REQUEST:
Exactly reproduce the lines that follow.
··· DATASET ···
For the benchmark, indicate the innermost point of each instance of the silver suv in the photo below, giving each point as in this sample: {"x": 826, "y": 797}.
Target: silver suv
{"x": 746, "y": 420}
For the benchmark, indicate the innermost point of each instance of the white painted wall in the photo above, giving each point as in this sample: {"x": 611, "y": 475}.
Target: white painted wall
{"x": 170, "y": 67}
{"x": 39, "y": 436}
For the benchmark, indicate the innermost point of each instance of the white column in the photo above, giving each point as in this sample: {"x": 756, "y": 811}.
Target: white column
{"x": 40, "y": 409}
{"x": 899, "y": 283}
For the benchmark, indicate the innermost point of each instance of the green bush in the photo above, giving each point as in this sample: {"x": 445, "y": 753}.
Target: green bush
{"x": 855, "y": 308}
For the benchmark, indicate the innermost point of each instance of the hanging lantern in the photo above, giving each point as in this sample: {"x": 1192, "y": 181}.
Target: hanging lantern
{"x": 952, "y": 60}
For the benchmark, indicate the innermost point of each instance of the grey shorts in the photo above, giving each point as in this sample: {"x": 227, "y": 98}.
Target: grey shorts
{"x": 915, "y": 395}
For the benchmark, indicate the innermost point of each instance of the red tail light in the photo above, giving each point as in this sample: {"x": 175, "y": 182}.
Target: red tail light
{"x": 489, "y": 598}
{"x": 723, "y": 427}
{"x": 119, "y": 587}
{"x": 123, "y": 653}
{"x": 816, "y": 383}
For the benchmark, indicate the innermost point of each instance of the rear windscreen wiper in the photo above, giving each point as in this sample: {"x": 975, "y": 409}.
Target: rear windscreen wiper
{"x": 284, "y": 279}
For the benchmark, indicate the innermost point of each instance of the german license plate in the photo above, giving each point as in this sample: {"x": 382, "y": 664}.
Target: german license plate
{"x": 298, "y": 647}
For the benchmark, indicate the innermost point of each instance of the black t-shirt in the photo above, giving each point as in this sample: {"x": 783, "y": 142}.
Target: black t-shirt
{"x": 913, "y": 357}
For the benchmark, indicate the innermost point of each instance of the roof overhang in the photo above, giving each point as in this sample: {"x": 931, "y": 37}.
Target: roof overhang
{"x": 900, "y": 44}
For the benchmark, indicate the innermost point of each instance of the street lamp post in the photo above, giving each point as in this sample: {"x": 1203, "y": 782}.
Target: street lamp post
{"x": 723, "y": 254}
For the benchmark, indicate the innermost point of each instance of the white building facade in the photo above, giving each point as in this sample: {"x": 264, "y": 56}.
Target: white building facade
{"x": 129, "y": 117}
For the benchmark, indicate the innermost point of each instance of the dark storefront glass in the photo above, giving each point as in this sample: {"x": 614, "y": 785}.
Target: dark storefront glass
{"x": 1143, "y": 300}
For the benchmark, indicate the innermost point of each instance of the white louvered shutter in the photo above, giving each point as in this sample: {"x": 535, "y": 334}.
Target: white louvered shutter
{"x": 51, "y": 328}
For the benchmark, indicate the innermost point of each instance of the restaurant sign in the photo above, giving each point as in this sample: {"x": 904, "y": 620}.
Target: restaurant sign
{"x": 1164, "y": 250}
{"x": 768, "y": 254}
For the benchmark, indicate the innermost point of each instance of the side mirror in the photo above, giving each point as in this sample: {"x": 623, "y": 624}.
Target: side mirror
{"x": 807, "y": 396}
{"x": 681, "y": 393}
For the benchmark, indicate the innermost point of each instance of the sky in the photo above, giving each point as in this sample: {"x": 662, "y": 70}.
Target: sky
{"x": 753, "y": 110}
···
OUTPUT BELOW:
For the benchmark, indicate the innermost point of each instance of the silver suv in the photo below, giving each point as in this sample: {"x": 826, "y": 797}.
Target: silver suv
{"x": 746, "y": 420}
For the benchmark, indicate the innermost point of each instance of the white painted wall in the photo above, giving each point as in this sample: {"x": 611, "y": 475}.
Target: white painted wall
{"x": 170, "y": 67}
{"x": 39, "y": 436}
For the benchmark, indicate the innermost point of each instance of the white column in the photo above, giving each point as in this sample: {"x": 756, "y": 811}.
Target: white column
{"x": 40, "y": 409}
{"x": 899, "y": 283}
For the benchmark, indicate the innermost point of each instance of the green bush in the photo above, giving each point as in this sample: {"x": 445, "y": 753}.
Target: green bush
{"x": 855, "y": 308}
For the benchmark, indicate the innermost point of each instance of the hanging lantern in the photo above, giving each point as in this sample: {"x": 1192, "y": 181}.
Target: hanging lantern
{"x": 952, "y": 60}
For the benchmark, indicate the innermost point of each instance of the grey shorts in the photo above, giving each point as in this sample: {"x": 227, "y": 98}.
Target: grey shorts
{"x": 915, "y": 395}
For the benchmark, indicate the innermost point of each instance of the red tail light in the photo above, giving each point as in this sample: {"x": 175, "y": 182}.
Target: red tail light
{"x": 489, "y": 598}
{"x": 723, "y": 427}
{"x": 119, "y": 587}
{"x": 123, "y": 653}
{"x": 816, "y": 383}
For the benchmark, indicate the innermost point of each instance of the rear windscreen wiper in the photo above, giving each point as in this sample: {"x": 975, "y": 409}.
Target: rear windscreen wiper
{"x": 284, "y": 279}
For the benchmark, indicate the innermost point of each instance of the german license plate in the photo above, giving each point as in this sample: {"x": 382, "y": 664}.
Target: german license plate
{"x": 298, "y": 647}
For the benchmark, indicate the innermost point of each instance of the black t-shirt in the photo above, giving each point as in this sample: {"x": 783, "y": 142}.
Target: black t-shirt
{"x": 913, "y": 357}
For the benchmark, indicate the innermost point of each instance of the roof overhang in the photo above, giving each point as in this sample: {"x": 931, "y": 37}.
Target: roof overhang
{"x": 900, "y": 44}
For the benchmark, indicate the innermost point of each instance of the street lamp post in the photo above, giving each point as in this sample: {"x": 1203, "y": 782}.
Target: street lamp post
{"x": 723, "y": 254}
For the benchmark, indicate the innermost point of each instance of the white building facade in the photo above, giving each point as in this sample: {"x": 264, "y": 56}.
Target: white building facade
{"x": 129, "y": 117}
For the benchmark, indicate the innermost point of each instance of the dark storefront glass in the photo above, giving each point as in this sample: {"x": 614, "y": 785}.
Target: dark storefront glass
{"x": 1143, "y": 300}
For the benchmark, indicate the innermost point of each instance of the white louvered shutter in the photo above, giving each point as in this sample: {"x": 535, "y": 334}.
Target: white louvered shutter
{"x": 51, "y": 328}
For the benchmark, indicate the innermost point of each instance of the restaurant sign in the photo above, giving each point as in this sample: {"x": 904, "y": 620}.
Target: restaurant sign
{"x": 1164, "y": 250}
{"x": 768, "y": 254}
For the benchmark, indicate the innermost point of each instance of the side mirror in the photo above, giving each point as in this sample: {"x": 623, "y": 624}.
Target: side mirror
{"x": 807, "y": 396}
{"x": 681, "y": 393}
For the benchmark, indicate the innermost point of each instance of the sky in the photo above, giving each point as in this sample: {"x": 662, "y": 70}.
Target: sky
{"x": 753, "y": 110}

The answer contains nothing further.